## Set exercise
Repeat the entries that follow verbatim, without any of their pictures.

>>>

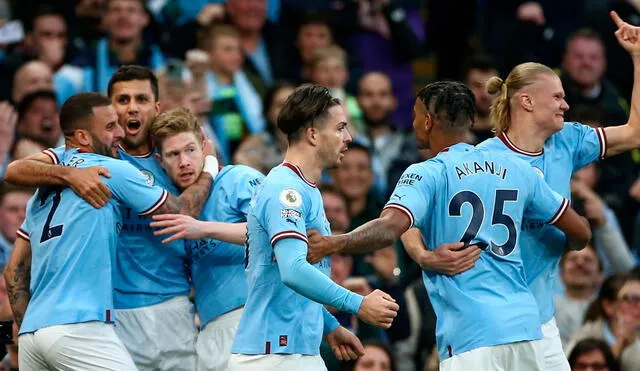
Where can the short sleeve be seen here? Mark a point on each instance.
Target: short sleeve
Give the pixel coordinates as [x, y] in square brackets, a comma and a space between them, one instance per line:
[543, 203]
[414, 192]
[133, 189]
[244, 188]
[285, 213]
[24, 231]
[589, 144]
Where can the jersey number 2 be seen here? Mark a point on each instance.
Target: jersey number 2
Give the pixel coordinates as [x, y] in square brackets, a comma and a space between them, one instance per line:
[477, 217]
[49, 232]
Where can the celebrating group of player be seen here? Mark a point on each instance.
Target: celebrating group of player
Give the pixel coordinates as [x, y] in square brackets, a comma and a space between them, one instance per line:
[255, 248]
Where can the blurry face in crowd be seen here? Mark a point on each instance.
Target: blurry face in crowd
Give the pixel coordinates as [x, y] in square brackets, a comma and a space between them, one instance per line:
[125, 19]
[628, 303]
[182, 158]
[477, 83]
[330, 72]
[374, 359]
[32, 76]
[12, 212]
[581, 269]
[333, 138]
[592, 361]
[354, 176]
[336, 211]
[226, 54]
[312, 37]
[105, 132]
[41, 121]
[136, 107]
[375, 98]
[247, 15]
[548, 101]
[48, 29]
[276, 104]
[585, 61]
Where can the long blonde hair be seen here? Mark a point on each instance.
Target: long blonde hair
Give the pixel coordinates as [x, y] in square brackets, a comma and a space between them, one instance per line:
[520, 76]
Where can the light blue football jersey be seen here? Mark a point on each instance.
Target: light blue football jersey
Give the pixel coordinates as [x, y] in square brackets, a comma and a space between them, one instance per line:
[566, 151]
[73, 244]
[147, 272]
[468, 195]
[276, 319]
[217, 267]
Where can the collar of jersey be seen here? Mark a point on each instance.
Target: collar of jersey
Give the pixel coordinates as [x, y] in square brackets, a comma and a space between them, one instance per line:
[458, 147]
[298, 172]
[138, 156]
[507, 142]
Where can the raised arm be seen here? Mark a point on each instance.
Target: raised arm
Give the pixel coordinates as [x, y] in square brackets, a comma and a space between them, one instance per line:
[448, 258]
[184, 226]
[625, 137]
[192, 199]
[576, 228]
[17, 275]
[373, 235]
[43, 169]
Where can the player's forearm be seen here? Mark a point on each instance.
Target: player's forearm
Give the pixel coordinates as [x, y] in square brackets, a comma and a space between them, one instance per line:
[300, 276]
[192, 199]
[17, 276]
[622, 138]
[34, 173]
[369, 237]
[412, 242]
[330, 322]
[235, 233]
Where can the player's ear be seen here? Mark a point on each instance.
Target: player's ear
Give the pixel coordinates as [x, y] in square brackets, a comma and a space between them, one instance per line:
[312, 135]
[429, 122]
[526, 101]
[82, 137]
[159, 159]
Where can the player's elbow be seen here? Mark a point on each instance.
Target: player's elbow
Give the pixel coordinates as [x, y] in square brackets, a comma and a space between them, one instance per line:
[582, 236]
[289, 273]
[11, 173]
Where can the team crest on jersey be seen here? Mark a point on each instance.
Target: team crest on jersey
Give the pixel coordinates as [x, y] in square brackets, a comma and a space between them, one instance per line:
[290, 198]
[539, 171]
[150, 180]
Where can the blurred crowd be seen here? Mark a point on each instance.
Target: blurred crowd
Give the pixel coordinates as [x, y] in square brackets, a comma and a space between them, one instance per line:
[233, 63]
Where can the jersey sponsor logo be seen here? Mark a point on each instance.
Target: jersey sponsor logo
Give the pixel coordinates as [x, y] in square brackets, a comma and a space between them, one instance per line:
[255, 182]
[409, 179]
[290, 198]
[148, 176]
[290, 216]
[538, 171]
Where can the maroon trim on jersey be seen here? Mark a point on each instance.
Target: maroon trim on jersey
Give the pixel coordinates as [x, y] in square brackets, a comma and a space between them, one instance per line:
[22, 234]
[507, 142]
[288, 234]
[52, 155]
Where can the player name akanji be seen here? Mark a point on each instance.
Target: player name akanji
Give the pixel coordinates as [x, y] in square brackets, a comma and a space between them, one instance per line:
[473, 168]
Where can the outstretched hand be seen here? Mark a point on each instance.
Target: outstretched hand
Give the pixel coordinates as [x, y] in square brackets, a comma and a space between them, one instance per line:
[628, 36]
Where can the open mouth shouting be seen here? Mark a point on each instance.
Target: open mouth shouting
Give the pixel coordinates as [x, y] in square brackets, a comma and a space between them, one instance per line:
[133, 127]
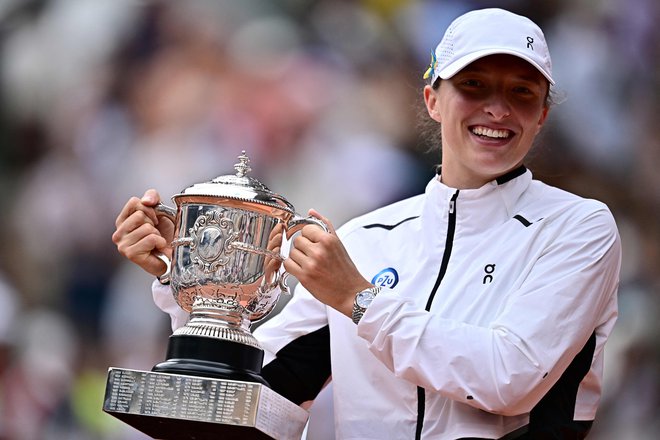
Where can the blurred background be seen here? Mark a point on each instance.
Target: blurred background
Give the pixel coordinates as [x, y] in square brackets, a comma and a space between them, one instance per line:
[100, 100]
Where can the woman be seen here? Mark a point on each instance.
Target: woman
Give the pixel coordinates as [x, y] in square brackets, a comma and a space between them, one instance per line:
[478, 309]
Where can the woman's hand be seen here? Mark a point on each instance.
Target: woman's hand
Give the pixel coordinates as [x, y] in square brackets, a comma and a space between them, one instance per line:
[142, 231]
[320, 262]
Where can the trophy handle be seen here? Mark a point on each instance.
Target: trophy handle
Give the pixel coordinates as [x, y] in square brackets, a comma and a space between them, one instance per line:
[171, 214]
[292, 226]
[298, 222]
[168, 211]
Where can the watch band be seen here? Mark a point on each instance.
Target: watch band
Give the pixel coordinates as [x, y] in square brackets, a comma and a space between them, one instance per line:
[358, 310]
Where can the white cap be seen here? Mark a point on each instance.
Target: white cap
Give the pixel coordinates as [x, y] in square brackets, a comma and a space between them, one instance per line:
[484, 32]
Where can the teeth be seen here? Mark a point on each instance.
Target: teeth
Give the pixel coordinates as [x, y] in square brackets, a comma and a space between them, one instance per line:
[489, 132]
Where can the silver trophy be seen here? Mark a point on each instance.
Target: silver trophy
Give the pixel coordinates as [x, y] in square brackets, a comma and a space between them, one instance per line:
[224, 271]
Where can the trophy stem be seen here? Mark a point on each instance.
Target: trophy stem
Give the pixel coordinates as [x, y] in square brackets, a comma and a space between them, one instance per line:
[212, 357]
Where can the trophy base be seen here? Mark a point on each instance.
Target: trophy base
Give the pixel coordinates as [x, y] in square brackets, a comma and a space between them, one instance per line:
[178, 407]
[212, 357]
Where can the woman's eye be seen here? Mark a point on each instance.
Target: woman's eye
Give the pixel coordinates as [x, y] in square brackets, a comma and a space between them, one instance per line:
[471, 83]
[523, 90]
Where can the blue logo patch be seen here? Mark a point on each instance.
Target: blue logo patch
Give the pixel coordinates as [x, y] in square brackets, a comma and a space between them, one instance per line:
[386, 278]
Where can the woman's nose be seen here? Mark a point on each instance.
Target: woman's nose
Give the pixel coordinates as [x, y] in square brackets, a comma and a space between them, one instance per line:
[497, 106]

<<<

## Task output
Where can the short sleeve be seen here? Mark a point on each instance.
Target: short sleeve
Give the pixel coordinates as [x, y] in square brackets, a comma and a space between them, one instance per line:
[543, 203]
[414, 192]
[133, 189]
[244, 188]
[285, 213]
[24, 231]
[589, 144]
Where can the jersey number 2 be seen here? Mark a point on each instance.
Target: jersey number 2
Give the pixel coordinates as [x, y] in square brackets, a comma and a space between them, one instance per line:
[477, 217]
[49, 232]
Where can the celebrating group of player be seen here? Mark a point on each instance.
Target: celebrating group of player
Give the pixel coordinates as [x, y] in square brackets, a comma and a space between them, one instance per line:
[255, 248]
Where can the blurry face in crowd be seen here? Mark a point on each instance.
Target: blurry face in crowd
Give the pixel coordinates as [x, y] in square brackets, a comma and a space between them, one instance per line:
[125, 19]
[628, 303]
[182, 158]
[477, 83]
[330, 72]
[374, 359]
[32, 76]
[12, 212]
[581, 269]
[333, 138]
[592, 361]
[354, 176]
[336, 211]
[226, 54]
[312, 37]
[105, 132]
[41, 121]
[136, 107]
[375, 98]
[247, 15]
[548, 101]
[48, 29]
[276, 104]
[585, 61]
Where can the long blonde hair be seen here? Mark a point on each instance.
Target: long blonde hair
Give the pixel coordinates as [x, y] in square brackets, a comma and a space between them, one instance per line:
[520, 76]
Where can the light blue football jersey be seen here? Mark a point on each instance.
Target: light blue football jersey
Give the pixel coordinates as [x, y] in square brackets, a comma and a space between them, one instance per line:
[566, 151]
[73, 244]
[147, 272]
[468, 195]
[276, 319]
[217, 267]
Where can the collar of jersey be seen here? Mark a point on each instance.
Target: collar of jersey
Give the pixel coordinates as [x, y] in square brackets, a comma and a space between them, one instance per line:
[458, 147]
[298, 172]
[138, 156]
[507, 142]
Where can the raised arm be seen here? Mark a point on each instance.
Target: raised arm
Give the pixel coordinates as [x, y] in square brackets, a comma and a space between them, one instance per line:
[448, 258]
[184, 226]
[625, 137]
[192, 199]
[576, 228]
[17, 275]
[373, 235]
[43, 169]
Where can the player's forearm be seen here? Mark a point on each instance.
Target: player's forearm
Give the pixel coordinates as [x, y] in square brackets, a comma and a space between them, one instance per line:
[300, 276]
[192, 199]
[17, 276]
[622, 138]
[34, 173]
[369, 237]
[412, 242]
[330, 322]
[235, 233]
Where can the player's ear be seen here? Mark a point on each instance.
Target: player's ear
Give the pixel coordinates as [x, y] in square brackets, a comma and a space between them, one instance per line:
[312, 135]
[429, 122]
[526, 101]
[82, 137]
[159, 159]
Where can the player's elbow be seen here? Mark a point on each instance.
Target: player's elbow
Give the pixel coordinates as [x, y] in square brackets, a comma and a space between them, one instance per line:
[582, 236]
[289, 273]
[11, 173]
Where can the team crest on jersey be seen here? Mark a point on each instance.
Target: team crest on jersey
Give the pixel coordinates as [x, y] in square brackets, a comma and a space between them, one instance per line:
[290, 198]
[539, 171]
[150, 180]
Where can the blurred crowd be seen here? Mark a point on each instance.
Target: blurred crowd
Give the pixel coordinates as [x, y] in square brackets, a comma and a space between them, one instance per line:
[233, 63]
Where can the jersey sponsor logo be seen here? Mark a point on each instance.
Target: jersey sponsor logo
Give the pixel coordinates as [x, y] in square brackets, a comma and a space between them, one instance per line:
[255, 182]
[409, 179]
[290, 198]
[148, 176]
[290, 216]
[538, 171]
Where can the maroon trim on jersey be seen here? Mark a point on each instance.
Target: maroon trim on jersey
Give the pixel coordinates as [x, y] in square brackets, a comma and a space between them, one instance per line:
[22, 234]
[507, 142]
[288, 234]
[52, 155]
Where can the player name akanji be seen here? Mark a point on each instance.
Target: player name akanji
Give the pixel coordinates as [x, y] in square brackets, a comma and a space between them, one instance per line:
[473, 168]
Where can the outstretched hand be seen here? Mark a point on each instance.
Target: outstretched hand
Give the pixel coordinates as [x, y] in square brackets, a comma and a space between them, one instance per line:
[628, 36]
Where can the open mouth shouting be seen here? Mark a point on each instance.
Target: open mouth shouting
Give the pixel coordinates as [x, y] in square brackets, a comma and a space between them, one instance per line:
[133, 127]
Where can the blurred background be seen here? Mark a point on each instance.
Target: blurred background
Give the pixel coordinates as [x, y] in square brackets, a comma and a space between them, one instance per line:
[100, 100]
Where can the woman be seen here? Mark a point on each instance.
Target: woman
Give the pixel coordinates as [x, y] in square brackets, a comma and a space between them, one instance per line:
[478, 309]
Where can the woman's hand be seen here? Mark a point on each instance.
Target: woman's hand
Give the pixel coordinates as [x, y] in square brackets, a comma and a space between them, one instance per line:
[142, 231]
[320, 262]
Where can the trophy handle be seen here? Mark a point on each instance.
Target: trophy handle
Give the pixel coordinates as [x, y] in square brackets, a comma and a space between them, one instance per line:
[171, 214]
[292, 226]
[298, 222]
[168, 211]
Where can the watch band be seen here? Mark a point on each instance.
Target: watch band
Give the pixel coordinates as [x, y] in square brackets, a comma and a space between them, one instance per line:
[358, 310]
Where can the white cap be seen here? Mark a point on each instance.
Target: white cap
Give the pixel coordinates as [x, y] in square brackets, a comma and a space between them, one instance per line:
[484, 32]
Where can the teeth be seen here? Mark a point on each instance.
Target: teeth
Give the pixel coordinates as [x, y] in square brackets, a comma and a space between them, one instance per line:
[489, 132]
Where can the silver trophy be seen here? Mark a point on each instance.
Target: silver trophy
Give the pixel coordinates as [x, y] in square brackets, a comma and a space between them, one instance per line:
[224, 271]
Where can the trophy stem be seen here? Mark a point on each instance.
Target: trophy stem
Give the pixel coordinates as [x, y] in square brackets, a comma and a space between them, one instance per line:
[212, 357]
Where can the trophy base be seen here? Mark a point on each instance.
Target: trophy base
Give the pixel coordinates as [x, y] in square brackets, a comma and a space between them, one instance per line:
[178, 407]
[212, 357]
Where can the woman's eye be seen here? Mark a point on each instance.
Target: woman's eye
Give the pixel coordinates as [x, y] in square brackets, a comma and a space between them, one instance per line:
[471, 83]
[523, 90]
Where can the blue logo patch be seen here? Mark a point on each instance.
Target: blue logo patch
Give the pixel coordinates as [x, y] in square brackets, a comma and a space between them, one instance per line:
[386, 278]
Where can the woman's nose be seen here? Mark a point on each instance.
Target: woman's nose
Give the pixel coordinates as [x, y] in square brackets, a comma and a space between them, one instance per line:
[497, 106]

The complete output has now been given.